** INSTRUCTIONS FOR THE TASK **
Copy out the lines from the one containing "Outline every instance of the short" through the one containing "444 229 L 457", swapping "short sleeve" for "rolled sleeve" and changing nothing else.

** Contour annotation records **
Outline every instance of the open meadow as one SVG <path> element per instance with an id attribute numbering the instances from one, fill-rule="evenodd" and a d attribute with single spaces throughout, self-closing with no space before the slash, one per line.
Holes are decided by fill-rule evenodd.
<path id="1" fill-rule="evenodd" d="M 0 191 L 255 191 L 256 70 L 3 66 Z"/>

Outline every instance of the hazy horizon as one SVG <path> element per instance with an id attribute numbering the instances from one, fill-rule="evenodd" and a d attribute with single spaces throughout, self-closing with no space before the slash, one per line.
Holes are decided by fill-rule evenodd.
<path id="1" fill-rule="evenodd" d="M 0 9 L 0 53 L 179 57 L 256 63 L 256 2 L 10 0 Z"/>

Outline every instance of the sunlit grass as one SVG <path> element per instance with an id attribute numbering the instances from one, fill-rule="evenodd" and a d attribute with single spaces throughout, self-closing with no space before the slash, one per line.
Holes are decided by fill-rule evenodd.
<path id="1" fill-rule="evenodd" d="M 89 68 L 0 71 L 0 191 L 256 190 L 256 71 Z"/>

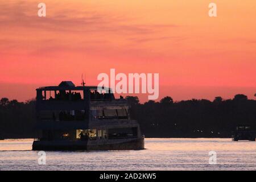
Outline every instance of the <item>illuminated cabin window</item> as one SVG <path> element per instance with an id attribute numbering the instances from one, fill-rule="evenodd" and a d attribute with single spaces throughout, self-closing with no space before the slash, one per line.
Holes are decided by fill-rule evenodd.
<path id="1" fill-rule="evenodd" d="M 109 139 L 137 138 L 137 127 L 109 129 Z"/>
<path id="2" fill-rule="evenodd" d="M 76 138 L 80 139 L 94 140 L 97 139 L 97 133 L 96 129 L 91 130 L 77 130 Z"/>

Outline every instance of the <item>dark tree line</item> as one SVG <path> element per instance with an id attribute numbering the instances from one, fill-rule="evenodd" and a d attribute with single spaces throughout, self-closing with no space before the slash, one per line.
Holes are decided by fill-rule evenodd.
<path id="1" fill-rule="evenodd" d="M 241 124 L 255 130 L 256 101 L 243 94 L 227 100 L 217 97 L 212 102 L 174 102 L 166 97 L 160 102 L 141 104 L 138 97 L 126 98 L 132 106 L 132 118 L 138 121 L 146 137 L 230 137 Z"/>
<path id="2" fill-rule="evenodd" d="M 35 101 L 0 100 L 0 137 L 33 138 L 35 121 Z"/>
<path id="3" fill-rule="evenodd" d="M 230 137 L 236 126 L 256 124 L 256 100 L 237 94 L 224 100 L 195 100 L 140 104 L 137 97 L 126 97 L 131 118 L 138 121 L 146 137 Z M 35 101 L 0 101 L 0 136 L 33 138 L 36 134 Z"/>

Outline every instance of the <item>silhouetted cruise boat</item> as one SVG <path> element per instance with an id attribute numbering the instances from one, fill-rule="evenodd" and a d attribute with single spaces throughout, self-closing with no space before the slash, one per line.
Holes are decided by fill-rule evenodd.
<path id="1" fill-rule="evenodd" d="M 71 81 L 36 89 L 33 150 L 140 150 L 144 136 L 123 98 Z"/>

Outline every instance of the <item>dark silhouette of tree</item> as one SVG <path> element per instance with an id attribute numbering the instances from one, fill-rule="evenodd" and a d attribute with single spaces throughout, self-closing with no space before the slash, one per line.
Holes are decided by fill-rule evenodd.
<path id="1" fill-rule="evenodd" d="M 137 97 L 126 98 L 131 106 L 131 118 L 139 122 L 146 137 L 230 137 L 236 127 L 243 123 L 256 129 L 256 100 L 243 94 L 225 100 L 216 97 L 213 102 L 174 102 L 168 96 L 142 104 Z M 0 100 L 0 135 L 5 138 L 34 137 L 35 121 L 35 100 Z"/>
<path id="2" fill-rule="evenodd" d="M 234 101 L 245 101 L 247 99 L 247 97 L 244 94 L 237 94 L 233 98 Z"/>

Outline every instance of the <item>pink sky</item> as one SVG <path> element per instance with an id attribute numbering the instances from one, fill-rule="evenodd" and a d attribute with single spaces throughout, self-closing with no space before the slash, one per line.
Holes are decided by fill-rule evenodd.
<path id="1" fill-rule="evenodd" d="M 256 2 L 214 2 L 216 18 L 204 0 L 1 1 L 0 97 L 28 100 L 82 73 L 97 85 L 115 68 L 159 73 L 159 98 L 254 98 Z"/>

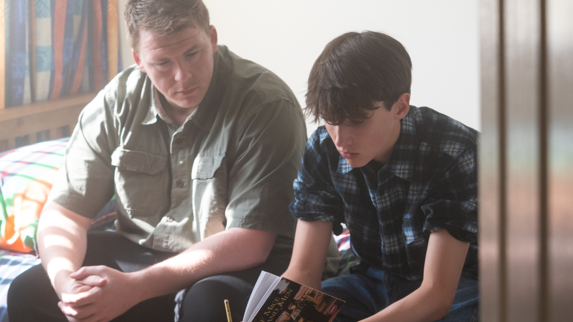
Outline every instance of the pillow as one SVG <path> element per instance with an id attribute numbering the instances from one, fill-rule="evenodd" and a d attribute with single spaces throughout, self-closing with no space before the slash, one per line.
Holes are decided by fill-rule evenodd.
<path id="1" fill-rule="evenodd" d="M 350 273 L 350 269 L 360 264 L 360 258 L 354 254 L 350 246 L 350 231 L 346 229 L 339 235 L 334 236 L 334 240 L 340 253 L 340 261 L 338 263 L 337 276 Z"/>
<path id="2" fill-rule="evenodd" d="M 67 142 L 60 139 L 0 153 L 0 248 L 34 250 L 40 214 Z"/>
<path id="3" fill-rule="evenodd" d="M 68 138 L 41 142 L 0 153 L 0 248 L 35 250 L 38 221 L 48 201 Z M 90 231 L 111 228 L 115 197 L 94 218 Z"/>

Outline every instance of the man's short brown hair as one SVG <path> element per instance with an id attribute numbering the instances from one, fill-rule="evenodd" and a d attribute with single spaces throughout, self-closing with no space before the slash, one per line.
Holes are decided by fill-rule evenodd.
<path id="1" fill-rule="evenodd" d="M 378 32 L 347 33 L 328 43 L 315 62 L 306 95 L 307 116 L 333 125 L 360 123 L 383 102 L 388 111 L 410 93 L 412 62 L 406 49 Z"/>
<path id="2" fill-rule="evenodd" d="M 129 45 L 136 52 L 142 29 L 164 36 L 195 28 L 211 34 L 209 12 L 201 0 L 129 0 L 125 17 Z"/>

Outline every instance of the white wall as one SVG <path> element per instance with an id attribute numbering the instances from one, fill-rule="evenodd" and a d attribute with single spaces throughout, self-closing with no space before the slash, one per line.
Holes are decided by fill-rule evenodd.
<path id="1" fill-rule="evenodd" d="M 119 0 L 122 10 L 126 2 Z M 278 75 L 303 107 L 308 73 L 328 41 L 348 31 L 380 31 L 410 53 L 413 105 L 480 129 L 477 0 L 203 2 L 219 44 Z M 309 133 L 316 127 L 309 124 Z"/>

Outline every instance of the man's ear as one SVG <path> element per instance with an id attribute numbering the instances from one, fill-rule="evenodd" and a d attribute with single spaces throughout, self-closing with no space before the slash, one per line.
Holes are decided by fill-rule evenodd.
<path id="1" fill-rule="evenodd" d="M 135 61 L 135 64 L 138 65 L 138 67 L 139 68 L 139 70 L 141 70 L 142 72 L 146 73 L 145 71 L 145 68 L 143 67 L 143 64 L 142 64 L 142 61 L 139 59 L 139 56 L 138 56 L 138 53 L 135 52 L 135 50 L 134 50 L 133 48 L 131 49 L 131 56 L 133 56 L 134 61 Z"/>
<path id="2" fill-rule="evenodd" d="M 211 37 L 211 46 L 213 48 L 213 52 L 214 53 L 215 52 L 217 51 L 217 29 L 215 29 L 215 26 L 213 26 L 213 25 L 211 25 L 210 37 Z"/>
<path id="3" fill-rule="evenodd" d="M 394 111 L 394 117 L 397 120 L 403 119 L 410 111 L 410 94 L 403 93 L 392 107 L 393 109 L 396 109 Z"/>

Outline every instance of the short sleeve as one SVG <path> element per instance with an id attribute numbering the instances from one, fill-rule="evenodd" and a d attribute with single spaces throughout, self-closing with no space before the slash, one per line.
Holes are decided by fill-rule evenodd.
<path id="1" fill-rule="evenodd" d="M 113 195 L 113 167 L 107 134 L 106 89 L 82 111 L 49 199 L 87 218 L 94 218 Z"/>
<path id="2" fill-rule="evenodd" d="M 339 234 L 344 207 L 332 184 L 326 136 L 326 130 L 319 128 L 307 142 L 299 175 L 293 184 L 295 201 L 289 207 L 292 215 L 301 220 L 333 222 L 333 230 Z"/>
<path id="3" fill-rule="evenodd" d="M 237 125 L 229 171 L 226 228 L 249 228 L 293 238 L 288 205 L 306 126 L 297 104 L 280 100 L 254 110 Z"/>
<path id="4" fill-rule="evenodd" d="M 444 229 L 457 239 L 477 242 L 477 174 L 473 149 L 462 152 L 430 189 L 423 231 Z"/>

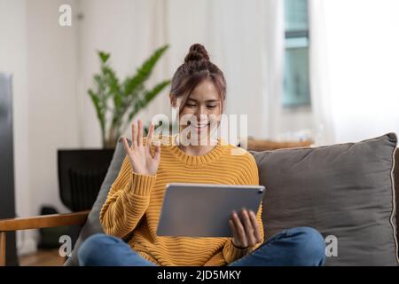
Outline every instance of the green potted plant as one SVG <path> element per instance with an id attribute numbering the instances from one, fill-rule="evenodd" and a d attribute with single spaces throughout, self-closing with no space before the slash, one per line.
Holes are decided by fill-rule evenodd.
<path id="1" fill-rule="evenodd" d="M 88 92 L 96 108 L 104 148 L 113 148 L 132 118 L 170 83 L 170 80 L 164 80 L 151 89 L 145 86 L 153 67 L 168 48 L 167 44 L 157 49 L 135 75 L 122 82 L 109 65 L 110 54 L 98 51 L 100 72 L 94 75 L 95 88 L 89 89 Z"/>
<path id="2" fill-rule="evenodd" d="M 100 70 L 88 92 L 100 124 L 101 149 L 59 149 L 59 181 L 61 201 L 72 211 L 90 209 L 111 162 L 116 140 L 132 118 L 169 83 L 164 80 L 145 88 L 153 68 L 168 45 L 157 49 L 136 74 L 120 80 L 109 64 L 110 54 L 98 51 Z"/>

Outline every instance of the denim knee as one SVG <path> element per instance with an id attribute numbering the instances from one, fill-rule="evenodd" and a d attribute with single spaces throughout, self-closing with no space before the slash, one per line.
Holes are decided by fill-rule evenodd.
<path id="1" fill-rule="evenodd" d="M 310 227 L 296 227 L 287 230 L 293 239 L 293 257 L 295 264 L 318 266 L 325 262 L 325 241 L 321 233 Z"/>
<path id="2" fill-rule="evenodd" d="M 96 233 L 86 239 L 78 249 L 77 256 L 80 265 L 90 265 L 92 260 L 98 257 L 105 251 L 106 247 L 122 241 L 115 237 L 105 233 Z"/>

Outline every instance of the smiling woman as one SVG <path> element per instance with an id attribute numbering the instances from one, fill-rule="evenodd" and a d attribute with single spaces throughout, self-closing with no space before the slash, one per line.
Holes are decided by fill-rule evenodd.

** TASK RESULT **
Outline every instance of the rolled sleeve as one SVG <path> element per instance with an id attribute numbering the instances from one, fill-rule="evenodd" and a d attribute with single spaces throughout, self-closing with no space before the slash, one per line.
Holes are decided by fill-rule evenodd.
<path id="1" fill-rule="evenodd" d="M 113 195 L 113 167 L 107 134 L 106 89 L 82 111 L 49 199 L 87 218 L 94 218 Z"/>
<path id="2" fill-rule="evenodd" d="M 339 234 L 344 207 L 332 184 L 326 136 L 326 130 L 319 128 L 307 142 L 299 175 L 293 184 L 295 201 L 289 207 L 292 215 L 301 220 L 333 222 L 333 230 Z"/>
<path id="3" fill-rule="evenodd" d="M 237 125 L 229 171 L 226 228 L 249 228 L 293 238 L 288 205 L 306 126 L 297 104 L 280 100 L 254 110 Z"/>
<path id="4" fill-rule="evenodd" d="M 444 229 L 457 239 L 477 242 L 477 174 L 473 149 L 462 152 L 430 189 L 423 231 Z"/>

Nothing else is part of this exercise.